— BEGIN Data provided —
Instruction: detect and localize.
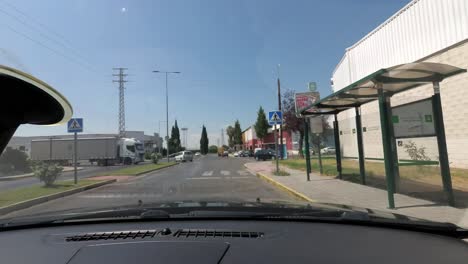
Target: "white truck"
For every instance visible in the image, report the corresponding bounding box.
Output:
[31,137,145,166]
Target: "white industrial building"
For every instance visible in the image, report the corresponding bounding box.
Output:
[7,131,163,155]
[332,0,468,168]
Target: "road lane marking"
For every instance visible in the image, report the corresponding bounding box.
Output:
[187,177,222,180]
[202,171,213,176]
[221,171,231,176]
[186,176,252,180]
[237,170,249,176]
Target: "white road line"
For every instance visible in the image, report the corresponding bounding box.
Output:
[202,171,213,176]
[186,176,251,180]
[237,170,249,176]
[187,177,221,180]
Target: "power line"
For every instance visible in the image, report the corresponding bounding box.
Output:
— END Data provided —
Exercise task:
Rewrite every line of the records above as a numbered list, dropping blank lines and leaving out the pictures.

Problem solution:
1. Instruction: detect and localize.
2. Target: "white truck"
3. For every instance visible in the image, report the corresponding bounding box.
4. Output:
5. [31,137,145,166]
6. Target: "white industrial building"
7. For every instance visible in the image, report the corresponding bounding box.
8. Output:
9. [7,131,163,155]
10. [332,0,468,168]
11. Target: "road lane marking"
12. For every instance visible in the image, report the corresponding bounding box.
13. Output:
14. [187,177,222,180]
15. [202,171,213,176]
16. [221,171,231,176]
17. [186,176,252,180]
18. [237,170,249,176]
19. Target: "white road line"
20. For every instance visible in the image, report the corresponding bounding box.
21. Output:
22. [202,171,213,176]
23. [186,176,251,180]
24. [237,170,249,176]
25. [187,177,221,180]
26. Target: "power line"
27. For every instance visible in the image, report the corresponding bounding box.
28. Output:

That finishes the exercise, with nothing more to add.